## Begin
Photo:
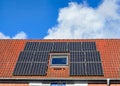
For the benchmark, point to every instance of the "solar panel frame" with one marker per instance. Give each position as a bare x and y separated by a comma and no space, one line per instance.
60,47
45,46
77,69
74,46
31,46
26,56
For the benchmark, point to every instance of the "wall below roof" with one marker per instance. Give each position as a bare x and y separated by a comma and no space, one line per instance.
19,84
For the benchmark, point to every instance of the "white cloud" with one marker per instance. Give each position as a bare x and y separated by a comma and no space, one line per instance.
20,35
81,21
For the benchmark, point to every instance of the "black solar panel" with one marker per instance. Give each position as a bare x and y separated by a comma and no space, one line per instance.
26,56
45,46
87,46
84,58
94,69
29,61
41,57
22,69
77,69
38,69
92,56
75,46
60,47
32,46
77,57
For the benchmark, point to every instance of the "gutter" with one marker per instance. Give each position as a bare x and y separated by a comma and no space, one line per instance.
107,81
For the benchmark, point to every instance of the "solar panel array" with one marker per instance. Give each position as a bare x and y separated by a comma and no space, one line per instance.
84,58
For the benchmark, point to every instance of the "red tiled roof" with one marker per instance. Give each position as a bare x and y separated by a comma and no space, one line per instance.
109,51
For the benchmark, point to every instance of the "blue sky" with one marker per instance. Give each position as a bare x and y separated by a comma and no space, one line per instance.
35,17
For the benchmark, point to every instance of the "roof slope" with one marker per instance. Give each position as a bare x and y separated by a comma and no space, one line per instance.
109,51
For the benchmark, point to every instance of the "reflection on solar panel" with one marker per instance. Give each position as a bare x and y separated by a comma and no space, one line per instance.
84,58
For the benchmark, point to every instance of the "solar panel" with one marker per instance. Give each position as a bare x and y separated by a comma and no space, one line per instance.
## End
### [What the task asks]
How many lines of the listing above contain the string "gutter"? Reply with the number alone.

### [Finished task]
1